### Verilen Görev a
Aşağıdaki kayıtlarda "indicate the man with" ifadesini içeren satırdan kayıtların sonuna kadar, her iki uç da dahil olmak üzere, satırları birebir kopyalayınız.
-----
Logo MFH

Medizinische Flüchtlingshilfe Bochum e.V.

Gerechtigkeit heilt –
Der internationale Kampf gegen Straflosigkeit

Internationaler Kongress vom 14. bis 16. Oktober 2005

Adalet İyileştirir- Cezasızlıkla Uluslararası Mücadele
Uluslararası Kongresi, Bochum, Almanya, 14-16 Ekim 2005

Bochum Deklarasyonu


Almanya Hükümetine,
Dünya ülkelerinin hükümetlerine,
Uluslararası topluluğa,

İnsanlığa karşı işlenen suçların cezasız kalmaması gerektiğine inanan bizler,

İnsanlık onuruna karşı suçlar, geçmişte ve günümüzdeki savaşlarda diktatörlüklerin işkence odalarında ve sözde demokrasilerde son derece sıklıkla sistematik olarak işlendiği ve işlenmeye devam ettiği için,

İnsanlara zulmedilmesini, zorla yerinden edilmesini, gizli işkence merkezlerinde kaybedilmesini, kötü muamelede bulunulmasını, öldürülmesini ve hatta herkesin gözü önünde infaz edilmesini kabul etmediğimiz ve etmeyeceğimiz için,

Bulundukları yerlerde herhangi bir ceza soruşturmasına uğramadan devletten emekli maaşı alabilen ya da kendi kişisel zenginlikleri için daha önceden açılmış olan hesaplarına para yatırılan ve parlamentolarda, yönetim kurullarında ya da kamu yönetiminde önemli görevler üstlenerek ülkelerinin kaderlerine ilişkin kararlar almaya devam eden bu suçların zanlıları ve hazırlayıcılarının birer isimleri ve adresleri olduğunu bilerek,

İşkencecilerin, tecavüzcülerin ve katillerin şehirlerimizin sokaklarında yürüdüğü her yeni günün, kurbanların ruhlarında yeni derin yaralar açtığını ve temel sosyal dokuya zarar verdiğini bildiğimiz için,

bu gezegenin tüm bölgelerinden gelerek Bochum’da toplandık.
-----
### Verilen Görev b
Bochum Deklarasyonu metnini iki cümleyle özetleyiniz.

### Veri Kümesi Kayıtları
-----
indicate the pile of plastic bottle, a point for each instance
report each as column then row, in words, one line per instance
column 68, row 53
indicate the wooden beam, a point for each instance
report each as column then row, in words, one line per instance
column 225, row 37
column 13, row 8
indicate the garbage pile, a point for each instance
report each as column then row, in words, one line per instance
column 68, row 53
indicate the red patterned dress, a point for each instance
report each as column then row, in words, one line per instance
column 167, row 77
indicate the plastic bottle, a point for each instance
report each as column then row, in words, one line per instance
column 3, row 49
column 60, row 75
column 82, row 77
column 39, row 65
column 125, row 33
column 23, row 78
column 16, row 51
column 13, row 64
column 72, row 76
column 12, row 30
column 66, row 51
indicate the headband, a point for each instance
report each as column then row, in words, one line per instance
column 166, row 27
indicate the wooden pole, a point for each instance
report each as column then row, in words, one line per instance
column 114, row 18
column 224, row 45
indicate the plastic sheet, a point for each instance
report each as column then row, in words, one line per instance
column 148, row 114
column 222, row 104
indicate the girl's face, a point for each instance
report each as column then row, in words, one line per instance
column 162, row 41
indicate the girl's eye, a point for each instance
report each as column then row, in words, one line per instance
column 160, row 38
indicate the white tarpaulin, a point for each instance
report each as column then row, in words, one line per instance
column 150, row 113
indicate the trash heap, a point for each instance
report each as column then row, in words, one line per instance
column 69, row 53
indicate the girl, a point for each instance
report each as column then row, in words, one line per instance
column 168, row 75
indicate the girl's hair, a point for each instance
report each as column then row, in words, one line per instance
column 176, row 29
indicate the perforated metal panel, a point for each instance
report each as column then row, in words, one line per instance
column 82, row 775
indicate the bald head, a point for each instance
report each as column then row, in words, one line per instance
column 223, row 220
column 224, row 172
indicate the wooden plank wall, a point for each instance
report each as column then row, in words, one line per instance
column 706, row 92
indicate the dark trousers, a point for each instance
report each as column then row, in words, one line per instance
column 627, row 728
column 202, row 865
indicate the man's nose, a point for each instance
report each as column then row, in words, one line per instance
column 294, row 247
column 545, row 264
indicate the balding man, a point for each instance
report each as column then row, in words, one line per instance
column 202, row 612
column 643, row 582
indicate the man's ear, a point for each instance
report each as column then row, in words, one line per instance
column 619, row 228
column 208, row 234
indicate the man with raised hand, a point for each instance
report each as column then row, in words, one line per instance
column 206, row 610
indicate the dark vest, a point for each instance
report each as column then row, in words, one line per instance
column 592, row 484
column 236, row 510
-----
### Yazılı Çözüm a
indicate the man with raised hand, a point for each instance
report each as column then row, in words, one line per instance
column 206, row 610
indicate the dark vest, a point for each instance
report each as column then row, in words, one line per instance
column 592, row 484
column 236, row 510

### Yazılı Çözüm b
Bochum Deklarasyonu, 14-16 Ekim 2005 tarihlerinde Bochum'da düzenlenen "Adalet İyileştirir- Cezasızlıkla Uluslararası Mücadele" kongresinde, insanlığa karşı işlenen suçların cezasız kalmaması gerektiğine inananlar adına Almanya Hükümetine, dünya ülkelerinin hükümetlerine ve uluslararası topluluğa seslenmektedir. Metin, bu suçların savaşlarda, diktatörlüklerde ve sözde demokrasilerde sistematik olarak işlenmeye devam ettiğini, zanlılarının ceza soruşturmasına uğramadan önemli görevler üstlenmeyi sürdürdüğünü ve işkencecilerin sokaklarda dolaştığı her günün kurbanlarda yeni derin yaralar açtığını belirtmekte, katılımcıların bu nedenlerle gezegenin tüm bölgelerinden gelerek Bochum'da toplandığını ifade etmektedir.